WHAT THIS TASK INVOLVES - Please recast the lines below, from the line containing "Report the position of each instance of the stool" through the line containing "Target: stool leg", inclusive, as a numbered list with blank lines omitted.

++++ MATERIAL FOR THIS TASK

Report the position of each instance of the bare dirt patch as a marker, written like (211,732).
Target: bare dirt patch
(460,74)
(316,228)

++++++++
++++ MATERIAL FOR THIS TASK

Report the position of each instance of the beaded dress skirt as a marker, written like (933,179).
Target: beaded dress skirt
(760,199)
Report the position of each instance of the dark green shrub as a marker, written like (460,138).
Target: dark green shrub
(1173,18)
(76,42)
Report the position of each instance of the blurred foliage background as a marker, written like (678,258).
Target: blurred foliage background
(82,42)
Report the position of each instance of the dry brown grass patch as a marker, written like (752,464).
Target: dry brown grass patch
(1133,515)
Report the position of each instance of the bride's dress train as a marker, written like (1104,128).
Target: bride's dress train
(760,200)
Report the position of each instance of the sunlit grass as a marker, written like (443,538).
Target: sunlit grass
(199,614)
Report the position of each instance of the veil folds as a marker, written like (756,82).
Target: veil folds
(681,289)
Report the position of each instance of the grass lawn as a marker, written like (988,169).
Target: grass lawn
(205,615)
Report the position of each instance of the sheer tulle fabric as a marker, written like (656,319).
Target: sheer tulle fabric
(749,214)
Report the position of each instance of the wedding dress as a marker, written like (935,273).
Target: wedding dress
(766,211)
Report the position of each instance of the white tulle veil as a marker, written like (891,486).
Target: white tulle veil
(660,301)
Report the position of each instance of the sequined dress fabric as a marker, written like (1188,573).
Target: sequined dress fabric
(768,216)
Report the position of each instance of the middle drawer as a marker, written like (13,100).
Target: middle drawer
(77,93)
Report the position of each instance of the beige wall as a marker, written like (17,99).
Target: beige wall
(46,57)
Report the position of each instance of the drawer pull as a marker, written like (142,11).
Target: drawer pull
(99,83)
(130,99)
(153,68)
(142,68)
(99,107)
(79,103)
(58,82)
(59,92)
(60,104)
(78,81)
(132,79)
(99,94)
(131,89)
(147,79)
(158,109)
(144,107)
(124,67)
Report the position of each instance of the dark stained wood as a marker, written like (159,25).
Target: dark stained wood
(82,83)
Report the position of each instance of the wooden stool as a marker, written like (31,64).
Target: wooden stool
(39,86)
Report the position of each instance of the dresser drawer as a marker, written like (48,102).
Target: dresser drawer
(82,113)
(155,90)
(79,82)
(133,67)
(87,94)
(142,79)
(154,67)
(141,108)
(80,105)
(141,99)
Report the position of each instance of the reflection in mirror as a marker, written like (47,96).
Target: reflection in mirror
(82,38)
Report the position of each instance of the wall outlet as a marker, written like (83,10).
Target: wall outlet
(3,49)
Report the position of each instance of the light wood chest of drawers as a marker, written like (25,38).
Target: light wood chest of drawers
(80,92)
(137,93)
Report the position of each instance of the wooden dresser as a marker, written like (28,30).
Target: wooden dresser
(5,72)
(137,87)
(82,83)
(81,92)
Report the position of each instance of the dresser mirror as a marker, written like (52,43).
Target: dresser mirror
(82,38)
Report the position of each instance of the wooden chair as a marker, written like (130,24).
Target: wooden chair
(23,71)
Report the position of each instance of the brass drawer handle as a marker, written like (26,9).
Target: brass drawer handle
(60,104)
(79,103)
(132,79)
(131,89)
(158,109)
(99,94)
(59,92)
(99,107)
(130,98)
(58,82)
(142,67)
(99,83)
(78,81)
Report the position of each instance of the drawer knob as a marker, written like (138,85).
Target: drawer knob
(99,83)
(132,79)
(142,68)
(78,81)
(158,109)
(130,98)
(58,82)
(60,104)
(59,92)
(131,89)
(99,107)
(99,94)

++++++++
++++ MATERIAL FOR THIS TASK

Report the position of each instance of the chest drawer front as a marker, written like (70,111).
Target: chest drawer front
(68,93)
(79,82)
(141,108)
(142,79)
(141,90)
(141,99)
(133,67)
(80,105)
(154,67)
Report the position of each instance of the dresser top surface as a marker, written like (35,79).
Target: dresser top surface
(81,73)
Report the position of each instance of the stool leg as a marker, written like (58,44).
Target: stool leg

++++++++

WRITTEN ANSWER -
1. Report the position of each instance of the stool leg as a marker, written like (58,44).
2. Target: stool leg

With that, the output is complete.